Grilled Kale Salad with Roasted Sungolds and Avocado
Servings
4
Prep Time
15 minutes
Cook Time
30 minutes
Ingredients
-
1/2 cup freshly grated Parmesan
- 2 tablespoons lemon juice
-
Olive oil
- Kosher salt
- 1 cup halved Sungold tomatoes
- 1/4 teaspoon red pepper flakes
- 1 bunch curly kale (stems removed)
- 1 small bunch Tuscan kale (stems removed, finely chopped)
- 1 avocado (diced)
- 1/4 cup sliced almonds (toasted)
Instructions
- This recipe originally appeared on Giada on the Beach. Episode: Farmers Market Lunch.
- Whisk together the Parmesan, lemon juice, 3 tablespoons olive oil and 1/2 teaspoon salt in a medium bowl. Set aside.

· · · · · · ·

Answer these questions about the kale salad recipe, numbering each answer to match its question.
1. How many servings does the recipe make?
2. How long is the cook time?
3. How much olive oil goes into the Parmesan and lemon juice mixture?

(INFORMATION PROVIDED)
· · · · · · ·

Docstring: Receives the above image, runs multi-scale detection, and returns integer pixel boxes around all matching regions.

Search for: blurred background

· · · · · · ·

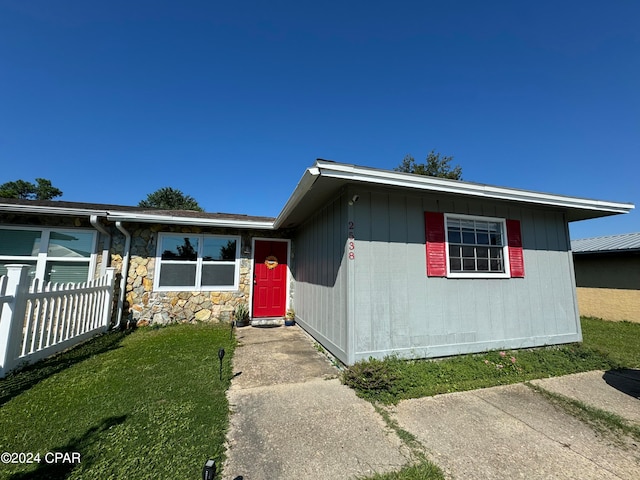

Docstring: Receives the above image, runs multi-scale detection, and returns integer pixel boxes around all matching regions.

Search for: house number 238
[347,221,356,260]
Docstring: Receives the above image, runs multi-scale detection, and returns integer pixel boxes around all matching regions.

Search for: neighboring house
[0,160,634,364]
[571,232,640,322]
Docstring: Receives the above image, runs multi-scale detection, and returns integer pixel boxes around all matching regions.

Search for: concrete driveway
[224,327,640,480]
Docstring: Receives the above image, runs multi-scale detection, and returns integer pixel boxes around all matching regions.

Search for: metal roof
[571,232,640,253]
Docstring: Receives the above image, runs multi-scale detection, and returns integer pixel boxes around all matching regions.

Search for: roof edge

· · · · · · ·

(EXERCISE RESPONSE)
1. 4
2. 30 minutes
3. 3 tablespoons